WORK INSTRUCTIONS: Transcribe every line, keeping it exact.
-.-.-
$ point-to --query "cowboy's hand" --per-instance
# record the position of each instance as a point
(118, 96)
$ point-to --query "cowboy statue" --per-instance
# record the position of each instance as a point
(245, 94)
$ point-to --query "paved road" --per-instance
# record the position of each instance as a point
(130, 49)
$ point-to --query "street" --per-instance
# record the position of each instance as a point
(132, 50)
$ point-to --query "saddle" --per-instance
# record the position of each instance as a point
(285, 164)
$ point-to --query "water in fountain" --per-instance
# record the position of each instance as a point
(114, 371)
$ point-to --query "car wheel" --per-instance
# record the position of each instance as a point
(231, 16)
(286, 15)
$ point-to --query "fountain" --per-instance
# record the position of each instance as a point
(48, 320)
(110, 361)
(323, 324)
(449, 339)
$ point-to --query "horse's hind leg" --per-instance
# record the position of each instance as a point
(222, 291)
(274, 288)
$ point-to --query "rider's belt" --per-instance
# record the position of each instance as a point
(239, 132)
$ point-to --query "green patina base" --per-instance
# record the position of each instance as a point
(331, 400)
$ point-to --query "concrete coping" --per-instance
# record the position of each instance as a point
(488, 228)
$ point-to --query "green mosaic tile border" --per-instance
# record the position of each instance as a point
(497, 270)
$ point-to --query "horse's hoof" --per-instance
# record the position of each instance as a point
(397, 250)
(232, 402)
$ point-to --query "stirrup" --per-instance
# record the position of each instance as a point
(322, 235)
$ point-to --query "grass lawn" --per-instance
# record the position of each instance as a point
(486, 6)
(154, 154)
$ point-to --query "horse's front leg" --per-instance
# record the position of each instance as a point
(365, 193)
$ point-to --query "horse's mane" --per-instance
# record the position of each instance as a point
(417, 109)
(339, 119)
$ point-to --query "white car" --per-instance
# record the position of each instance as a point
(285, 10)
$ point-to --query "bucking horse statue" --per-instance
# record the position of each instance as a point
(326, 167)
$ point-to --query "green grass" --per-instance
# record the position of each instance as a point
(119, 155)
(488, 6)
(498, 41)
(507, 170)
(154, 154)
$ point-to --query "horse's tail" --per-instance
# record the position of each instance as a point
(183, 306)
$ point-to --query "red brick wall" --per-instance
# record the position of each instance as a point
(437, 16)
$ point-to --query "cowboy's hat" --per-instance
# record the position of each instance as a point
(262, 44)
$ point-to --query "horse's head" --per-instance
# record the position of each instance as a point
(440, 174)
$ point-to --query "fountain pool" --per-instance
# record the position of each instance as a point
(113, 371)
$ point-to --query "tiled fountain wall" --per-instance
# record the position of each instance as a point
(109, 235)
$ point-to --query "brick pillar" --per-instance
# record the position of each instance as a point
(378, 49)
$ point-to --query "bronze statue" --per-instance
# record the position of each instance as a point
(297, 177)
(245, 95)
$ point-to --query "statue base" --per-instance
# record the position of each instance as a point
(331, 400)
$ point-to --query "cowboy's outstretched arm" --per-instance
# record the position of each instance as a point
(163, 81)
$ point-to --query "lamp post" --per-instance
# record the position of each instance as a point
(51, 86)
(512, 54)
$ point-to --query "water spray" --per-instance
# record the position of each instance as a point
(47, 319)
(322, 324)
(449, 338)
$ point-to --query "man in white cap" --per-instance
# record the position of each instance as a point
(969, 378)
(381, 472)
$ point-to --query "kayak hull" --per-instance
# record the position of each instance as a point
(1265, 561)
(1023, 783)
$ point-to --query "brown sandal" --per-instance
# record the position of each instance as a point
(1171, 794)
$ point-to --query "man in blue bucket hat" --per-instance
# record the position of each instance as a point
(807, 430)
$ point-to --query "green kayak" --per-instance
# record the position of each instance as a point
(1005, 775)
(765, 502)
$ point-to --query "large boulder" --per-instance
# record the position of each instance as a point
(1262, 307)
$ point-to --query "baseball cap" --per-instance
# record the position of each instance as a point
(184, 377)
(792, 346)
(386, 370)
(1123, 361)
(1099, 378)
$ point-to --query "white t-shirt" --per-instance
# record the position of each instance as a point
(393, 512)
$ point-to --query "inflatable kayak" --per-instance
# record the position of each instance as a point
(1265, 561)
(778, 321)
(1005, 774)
-.-.-
ANSWER TO THE PROBLEM:
$ point-to --query "cowboy's hand" --per-instance
# record the position of each instance as a point
(118, 96)
$ point-to --query "cowboy statue" --per-instance
# record the position of each instance as a point
(245, 94)
$ point-to --query "paved road" --per-instance
# record the position of each instance as a point
(130, 49)
$ point-to --query "street" --per-instance
# record the position of each instance as a point
(132, 50)
$ point-to --query "saddle" --per-instance
# record the position of each instance as a point
(285, 164)
$ point-to --query "water in fountain" --per-instance
# record the position of each instance as a point
(114, 371)
$ point-to --query "car wheel" --per-instance
# record the position of each instance as a point
(231, 16)
(286, 15)
$ point-to --query "fountain" --per-instance
# record the position of each instance as a point
(48, 320)
(110, 361)
(323, 324)
(449, 339)
$ point-to --query "horse's hind leg" --per-instance
# record the position of each instance as a point
(222, 291)
(274, 288)
$ point-to --query "rider's belt" --per-instance
# record the position of each instance as a point
(239, 132)
$ point-to --query "green patina base" --per-instance
# record the position of each instance as a point
(331, 400)
$ point-to --query "concrete coping" --per-instance
# record the position of each instance as a point
(488, 228)
$ point-to --query "green mosaic tile border" --per-instance
# record the position of each instance as a point
(497, 270)
$ point-to --query "horse's hoof" --per-instance
# record the position of each instance as a point
(397, 250)
(232, 402)
$ point-to --query "stirrup" --per-instance
# record the position of each instance as a point
(322, 235)
$ point-to --query "grass lawn" --per-instance
# record the position of each instance as a point
(486, 6)
(154, 154)
$ point-to --query "horse's front leg" --per-instance
# record the position of each instance as a point
(365, 193)
$ point-to --query "horse's mane" --per-instance
# record the position of each instance as a point
(417, 109)
(339, 119)
$ point-to --query "white car" --per-instance
# record the position of each instance as a point
(285, 10)
$ point-to --query "bucking horse statue" --per-instance
# record the position of each instance as a point
(326, 167)
$ point-to --query "green grass" --per-instance
# record the position of each instance as a point
(119, 155)
(488, 6)
(498, 41)
(507, 170)
(154, 154)
$ point-to --query "horse's tail" --per-instance
# record the position of each instance as a point
(183, 306)
$ point-to --query "red brick wall" --per-instance
# record the position of each instance as a point
(437, 16)
$ point-to --query "cowboy's hat" --per-instance
# record the position of each instance as a point
(262, 44)
$ point-to --query "horse's head" --per-instance
# record the position of each instance as a point
(440, 174)
$ point-to --query "fountain pool" --per-instance
# record the position of each instance as a point
(113, 371)
$ point-to --query "tiled fountain wall" --per-instance
# record the position of each instance as a point
(109, 235)
$ point-to --query "brick pillar" --per-instance
# record the position of each instance as a point
(378, 49)
$ point-to --query "bronze statue" --per-instance
# record the position of each instance as a point
(297, 177)
(245, 95)
$ point-to --query "statue base" --per-instance
# record the position of each instance as a point
(331, 400)
$ point-to --query "cowboy's outstretched arm" --per-instance
# record the position of each instance as a point
(163, 81)
$ point-to --query "lamp post" --per-instance
# record the position of each instance as a point
(51, 86)
(512, 54)
$ point-to --query "water spray" --per-instance
# record the position of each instance as a point
(47, 319)
(322, 324)
(449, 338)
$ point-to --query "man in white cap" --per-instance
# record the position of each instance as a point
(969, 378)
(381, 472)
$ point-to --query "kayak hull" --per-instance
# record the position of each instance as a point
(1265, 561)
(1023, 783)
$ point-to --query "brown sandal" --per-instance
# record the position of each instance as a point
(1171, 794)
$ point-to --query "man in blue bucket hat" --per-instance
# record the position of each instance as a point
(807, 430)
$ point-to --query "green kayak" --per-instance
# record the position of each instance as a point
(1005, 775)
(765, 502)
$ point-to --query "large boulder" --per-instance
# record the position of each instance as a point
(1262, 307)
$ point-to --query "baseball cap" --per-instance
# record the position of each instance as a point
(184, 377)
(792, 346)
(386, 370)
(1123, 361)
(1099, 378)
$ point-to --query "white t-shirt" --per-instance
# record the position of each instance as a point
(393, 512)
$ point-to --query "inflatable kayak" --per-instance
# record the position of each instance as a point
(1265, 561)
(778, 321)
(1005, 774)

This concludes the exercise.